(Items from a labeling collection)
================================

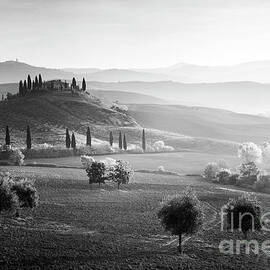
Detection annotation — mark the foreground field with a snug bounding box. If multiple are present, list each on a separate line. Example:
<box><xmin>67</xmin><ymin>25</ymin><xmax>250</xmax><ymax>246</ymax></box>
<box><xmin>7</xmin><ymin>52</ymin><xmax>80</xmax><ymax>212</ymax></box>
<box><xmin>0</xmin><ymin>161</ymin><xmax>270</xmax><ymax>269</ymax></box>
<box><xmin>27</xmin><ymin>152</ymin><xmax>239</xmax><ymax>174</ymax></box>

================================

* Exercise details
Convert every line of the items into a JSON list of strings, one string per line, leaving out blank lines and the pictures.

* Solution
[
  "Detection annotation — mark the foreground field with a snug bounding box. If multiple are present, list each on a separate line. Example:",
  "<box><xmin>67</xmin><ymin>25</ymin><xmax>250</xmax><ymax>246</ymax></box>",
  "<box><xmin>7</xmin><ymin>52</ymin><xmax>80</xmax><ymax>212</ymax></box>",
  "<box><xmin>0</xmin><ymin>161</ymin><xmax>270</xmax><ymax>269</ymax></box>",
  "<box><xmin>27</xmin><ymin>152</ymin><xmax>239</xmax><ymax>174</ymax></box>"
]